* **Page**

NLP-Postagging-and-Autocorrection

This repository contains two sub-projects focused on essential aspects of Natural Language Processing (NLP): Part-of-Speech (POS) Tagging and Autocorrection. Each sub-project focuses on implementing and evaluating models and algorithms related to their respective areas.

POS Tagging

Overview

The POS Tagging project explores part-of-speech tagging using several methods, including Hidden Markov Models (HMM) with bigram and trigram implementations. Additionally, the project compares the performance of neural models such as Vanilla RNN, LSTM, and Bidirectional LSTM for POS tagging across different languages, including English, Japanese, and Bulgarian.

How to Run and Evaluate

For HMM with Viterbi Algorithm:

Training the HMM model:

python3 train_hmm.py data/ptb.2-21.tgs data/ptb.2-21.txt > my.hmm

Running Viterbi for POS tagging:

python3 viterbi.py my.hmm < data/ptb.22.txt > my.out

Evaluating the results:

python3 tag_acc.py data/ptb.22.tgs my.out

For VRNN, LSTM, Bidirectional LSTM:

Training and evaluation:

python3 vrnn_lstm_bidlstm.py data/ptb.2-21.tgs data/ptb.2-21.txt data/ptb.22.tgs data/ptb.22.txt 22_1.out

Results and Evaluation

Evaluations

The following tables provide the evaluation of part-of-speech tagging performance using both Hidden Markov Models (HMM) and Recurrent Neural Networks (RNNs). The metrics used for evaluation are:

ERW - Error Rate by Word
ERS - Error Rate by Sentence

The token counts for the datasets used are:

English (ENG): ~40,000 tokens
Japanese (JP): ~17,000 tokens
Bulgarian (BG): ~13,000 tokens

Hidden Markov Models (HMM)

* **Task 1**
On the NLP repository page, what does the abbreviation ERS stand for?

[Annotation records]
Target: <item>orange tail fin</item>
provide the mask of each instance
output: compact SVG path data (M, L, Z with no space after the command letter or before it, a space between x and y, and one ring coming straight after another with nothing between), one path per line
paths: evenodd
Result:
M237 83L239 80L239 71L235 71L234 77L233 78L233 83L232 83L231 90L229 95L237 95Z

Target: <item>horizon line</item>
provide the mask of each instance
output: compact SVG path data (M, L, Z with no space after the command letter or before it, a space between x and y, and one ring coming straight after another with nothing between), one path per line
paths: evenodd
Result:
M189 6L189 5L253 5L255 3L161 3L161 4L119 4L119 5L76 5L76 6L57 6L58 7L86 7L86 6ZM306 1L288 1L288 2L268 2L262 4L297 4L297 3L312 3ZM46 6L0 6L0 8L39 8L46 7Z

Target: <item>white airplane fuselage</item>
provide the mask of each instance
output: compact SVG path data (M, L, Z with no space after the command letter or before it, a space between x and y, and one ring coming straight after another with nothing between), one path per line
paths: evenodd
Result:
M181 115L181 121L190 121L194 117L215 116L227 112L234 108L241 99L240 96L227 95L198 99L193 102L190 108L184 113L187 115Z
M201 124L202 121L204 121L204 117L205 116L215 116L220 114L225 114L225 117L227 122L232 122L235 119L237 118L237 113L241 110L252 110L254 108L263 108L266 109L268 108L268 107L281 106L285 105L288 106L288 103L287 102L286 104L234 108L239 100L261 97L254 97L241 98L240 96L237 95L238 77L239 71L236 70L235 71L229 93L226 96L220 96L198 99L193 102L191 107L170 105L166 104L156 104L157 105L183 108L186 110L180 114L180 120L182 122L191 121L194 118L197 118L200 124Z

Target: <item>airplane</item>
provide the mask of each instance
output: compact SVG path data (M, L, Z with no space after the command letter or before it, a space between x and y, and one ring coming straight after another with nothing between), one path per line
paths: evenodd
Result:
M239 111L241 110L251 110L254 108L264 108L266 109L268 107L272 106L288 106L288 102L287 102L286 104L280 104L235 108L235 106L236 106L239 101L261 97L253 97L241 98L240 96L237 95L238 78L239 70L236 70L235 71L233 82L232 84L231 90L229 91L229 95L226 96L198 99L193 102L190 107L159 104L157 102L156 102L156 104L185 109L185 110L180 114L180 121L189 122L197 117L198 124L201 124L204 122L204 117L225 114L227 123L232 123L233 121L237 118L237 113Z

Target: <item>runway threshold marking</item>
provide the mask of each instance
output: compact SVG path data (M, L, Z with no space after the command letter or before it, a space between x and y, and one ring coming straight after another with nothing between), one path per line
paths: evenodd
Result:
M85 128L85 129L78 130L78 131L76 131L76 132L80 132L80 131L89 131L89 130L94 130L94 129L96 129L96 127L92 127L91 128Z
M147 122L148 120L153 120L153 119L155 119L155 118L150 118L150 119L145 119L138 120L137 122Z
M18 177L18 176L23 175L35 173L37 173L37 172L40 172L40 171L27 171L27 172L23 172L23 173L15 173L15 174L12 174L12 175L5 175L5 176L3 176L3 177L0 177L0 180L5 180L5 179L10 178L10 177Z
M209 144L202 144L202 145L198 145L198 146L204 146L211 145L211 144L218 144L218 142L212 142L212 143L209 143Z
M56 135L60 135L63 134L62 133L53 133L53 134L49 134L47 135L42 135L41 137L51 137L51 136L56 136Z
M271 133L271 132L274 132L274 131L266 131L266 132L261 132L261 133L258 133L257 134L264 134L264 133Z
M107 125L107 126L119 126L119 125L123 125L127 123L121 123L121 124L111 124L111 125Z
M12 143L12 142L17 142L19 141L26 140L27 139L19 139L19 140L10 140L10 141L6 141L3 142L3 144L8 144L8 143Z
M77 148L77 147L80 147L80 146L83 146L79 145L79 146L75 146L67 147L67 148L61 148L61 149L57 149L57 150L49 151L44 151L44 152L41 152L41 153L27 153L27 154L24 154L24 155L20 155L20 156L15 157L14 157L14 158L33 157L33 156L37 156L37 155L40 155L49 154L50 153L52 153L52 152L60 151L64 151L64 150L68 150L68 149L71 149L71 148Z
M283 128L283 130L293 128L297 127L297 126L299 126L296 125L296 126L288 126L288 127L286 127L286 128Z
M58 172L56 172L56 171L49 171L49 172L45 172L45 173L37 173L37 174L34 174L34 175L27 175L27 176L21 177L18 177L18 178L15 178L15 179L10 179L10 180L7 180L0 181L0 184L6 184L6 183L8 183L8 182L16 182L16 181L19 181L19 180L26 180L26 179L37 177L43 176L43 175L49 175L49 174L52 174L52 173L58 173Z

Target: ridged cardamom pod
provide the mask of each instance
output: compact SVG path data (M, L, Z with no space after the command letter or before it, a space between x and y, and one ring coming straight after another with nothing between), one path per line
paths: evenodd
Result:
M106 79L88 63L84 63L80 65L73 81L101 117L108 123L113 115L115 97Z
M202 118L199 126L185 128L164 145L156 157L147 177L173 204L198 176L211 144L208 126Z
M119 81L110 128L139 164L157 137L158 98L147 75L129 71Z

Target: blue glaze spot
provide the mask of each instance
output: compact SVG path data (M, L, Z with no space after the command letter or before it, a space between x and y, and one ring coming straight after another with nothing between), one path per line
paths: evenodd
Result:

* **Task 2**
Return every line of the records that contains the string "Target".

* **Complete output 1**
Error Rate by Sentence

* **Complete output 2**
Target: <item>orange tail fin</item>
Target: <item>horizon line</item>
Target: <item>white airplane fuselage</item>
Target: <item>airplane</item>
Target: <item>runway threshold marking</item>
Target: ridged cardamom pod
Target: blue glaze spot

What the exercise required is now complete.